Two states are warning consumers about raw, frozen, breaded chicken from food pantries because people developed Salmonella infections after eating the product. The pantries have been distributing the chicken since February. 

Pantry operators say they did not know the chicken was raw when they distributed it. They also said consumers did not cook it properly.

Ruby’s Pantry, described as a volunteer faith-based operation on its website, has multiple locations for its “pop up pantry’s” in Wisconsin and Minnesota. At least three people in Wisconsin and one person in Minnesota told public health officials they ate the implicated chicken before becoming ill.

State officials are telling consumers to throw away the chicken. Or, if they choose to eat it, consumers should use a food thermometer to make sure the chicken is cooked to an internal temperature of at least 165 degrees F.

“(The) raw breaded chicken product, that may look fully cooked, was distributed to Ruby’s Pantry patrons without cooking instructions or labels stating that the product was raw,” according to today’s warning from the Wisconsin Department of Health Services and the Minnesota Department of Agriculture.

“These products may be raw even if they appear cooked. Ruby’s Pantry is cooperating with investigators and has voluntarily agreed to not distribute any unlabeled chicken products.”

Neither state nor the pantry reported whether the chicken has any packaging information that consumers can use to determine if they have the product in question. 

Anyone who has consumed chicken from a Ruby’s Pantry and are experiencing symptoms of salmonellosis should immediately contact your health care provider. Ill consumers in Wisconsin should also contact their local health department and ill Minnesotans should contact the Minnesota Department of Health.

Operators of Ruby’s Pantry posted an “Important Meat Cooking Announcement” dated today on the organization’s website. It was addressed to volunteers and guests. The announcement describes the raw, frozen, breaded chicken as “perfectly good.” The statement says the operators have been working with Wisconsin and Minnesota officials to investigate the situation since May 25.

“We were initially unaware that the chicken arrived uncooked. It is breaded and looks very much like cooked chicken. It is an excellent product; however, it does need to be fully cooked,” according to the statement signed by Ruby’s Pantry founder and executive director Lyn Sahr.

“This chicken was recently distributed through a number of Ruby’s Pop-Up Pantries in Minnesota and Wisconsin. The chicken is perfectly good; however, some did not cook it fully, assuming it was precooked and that they could simply heat it in the microwave for a short time.

“… Thank you in advance for your kind responses and considerations in helping others and yourself to make this a wonderful experience.” 

Ruby’s Pantry has 25 locations listed on its website. Some are churches and other sites that are “easily accessible for guests.” The organization did not specify which locations distributed the chicken linked to the Salmonella infections.

Salmonella bacteria under high magnification.

Advice to consumers
As with any raw chicken, anyone handling frozen raw chicken products should exercise safe food practices to kill foodborne pathogens such as Salmonella. Special care is also necessary to avoid contaminating preparation areas, utensils and hands.

The following tips are recommended by state and federal health officials for the safe handling of raw poultry.

  • Wash hands and surfaces often when handling raw poultry.

------------

### Description of the task
According to the article on the breaded chicken warning, what minimum internal temperature should the chicken reach when cooked?

------------

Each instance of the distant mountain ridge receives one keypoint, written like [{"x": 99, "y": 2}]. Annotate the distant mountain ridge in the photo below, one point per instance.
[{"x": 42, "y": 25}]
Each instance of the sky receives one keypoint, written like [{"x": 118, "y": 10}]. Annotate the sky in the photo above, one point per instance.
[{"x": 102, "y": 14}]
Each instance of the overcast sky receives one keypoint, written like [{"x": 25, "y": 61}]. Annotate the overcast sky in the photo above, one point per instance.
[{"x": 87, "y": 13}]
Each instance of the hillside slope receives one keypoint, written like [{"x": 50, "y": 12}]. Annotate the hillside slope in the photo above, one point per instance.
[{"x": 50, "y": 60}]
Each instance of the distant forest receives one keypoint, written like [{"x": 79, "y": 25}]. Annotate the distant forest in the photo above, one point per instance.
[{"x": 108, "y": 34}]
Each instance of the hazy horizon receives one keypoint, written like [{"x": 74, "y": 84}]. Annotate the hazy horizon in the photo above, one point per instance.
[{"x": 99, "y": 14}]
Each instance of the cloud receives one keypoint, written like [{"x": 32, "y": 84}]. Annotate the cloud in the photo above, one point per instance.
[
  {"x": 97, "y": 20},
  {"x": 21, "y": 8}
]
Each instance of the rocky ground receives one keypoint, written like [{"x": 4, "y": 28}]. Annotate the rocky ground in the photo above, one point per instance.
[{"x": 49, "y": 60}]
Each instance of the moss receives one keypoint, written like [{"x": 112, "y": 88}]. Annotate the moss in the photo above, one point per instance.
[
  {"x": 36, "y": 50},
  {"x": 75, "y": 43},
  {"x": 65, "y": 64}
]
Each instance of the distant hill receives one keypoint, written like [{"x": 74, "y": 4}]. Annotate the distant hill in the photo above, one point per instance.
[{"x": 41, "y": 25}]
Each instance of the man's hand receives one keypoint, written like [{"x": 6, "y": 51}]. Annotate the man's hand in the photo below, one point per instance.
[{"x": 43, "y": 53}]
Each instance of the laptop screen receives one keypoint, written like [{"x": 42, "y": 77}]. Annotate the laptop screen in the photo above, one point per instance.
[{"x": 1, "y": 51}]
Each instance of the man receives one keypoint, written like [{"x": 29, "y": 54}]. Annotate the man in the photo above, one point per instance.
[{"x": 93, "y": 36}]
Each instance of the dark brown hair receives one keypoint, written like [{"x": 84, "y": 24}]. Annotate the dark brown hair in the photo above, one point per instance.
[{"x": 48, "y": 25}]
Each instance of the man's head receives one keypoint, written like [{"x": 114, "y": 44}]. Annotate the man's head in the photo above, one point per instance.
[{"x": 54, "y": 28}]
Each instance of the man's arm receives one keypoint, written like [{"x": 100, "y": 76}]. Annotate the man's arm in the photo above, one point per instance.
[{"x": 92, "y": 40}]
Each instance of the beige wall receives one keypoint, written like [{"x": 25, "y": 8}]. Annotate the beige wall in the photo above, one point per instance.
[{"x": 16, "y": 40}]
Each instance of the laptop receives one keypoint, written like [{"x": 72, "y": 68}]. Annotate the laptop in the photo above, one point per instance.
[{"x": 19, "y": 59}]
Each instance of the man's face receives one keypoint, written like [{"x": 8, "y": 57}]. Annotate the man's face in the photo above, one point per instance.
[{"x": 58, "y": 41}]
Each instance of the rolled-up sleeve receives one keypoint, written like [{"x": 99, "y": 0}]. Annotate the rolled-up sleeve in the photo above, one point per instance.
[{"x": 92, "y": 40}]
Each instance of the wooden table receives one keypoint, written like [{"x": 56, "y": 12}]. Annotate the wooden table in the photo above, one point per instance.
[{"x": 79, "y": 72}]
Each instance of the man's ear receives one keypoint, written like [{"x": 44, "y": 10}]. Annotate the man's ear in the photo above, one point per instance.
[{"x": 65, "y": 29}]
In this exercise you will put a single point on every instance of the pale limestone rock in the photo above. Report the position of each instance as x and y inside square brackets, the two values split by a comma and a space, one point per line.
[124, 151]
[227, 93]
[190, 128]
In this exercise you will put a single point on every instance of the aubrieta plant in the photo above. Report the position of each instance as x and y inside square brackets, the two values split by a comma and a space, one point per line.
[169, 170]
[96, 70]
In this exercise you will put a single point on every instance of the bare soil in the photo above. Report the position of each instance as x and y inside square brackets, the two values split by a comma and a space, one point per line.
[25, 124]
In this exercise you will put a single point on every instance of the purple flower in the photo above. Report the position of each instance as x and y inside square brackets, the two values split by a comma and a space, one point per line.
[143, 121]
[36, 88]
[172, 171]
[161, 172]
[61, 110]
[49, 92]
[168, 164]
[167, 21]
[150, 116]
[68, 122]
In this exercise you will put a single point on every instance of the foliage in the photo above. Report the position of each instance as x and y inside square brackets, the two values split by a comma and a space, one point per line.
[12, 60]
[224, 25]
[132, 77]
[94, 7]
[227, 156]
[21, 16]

------------

### Solution for this exercise
At least 165 degrees F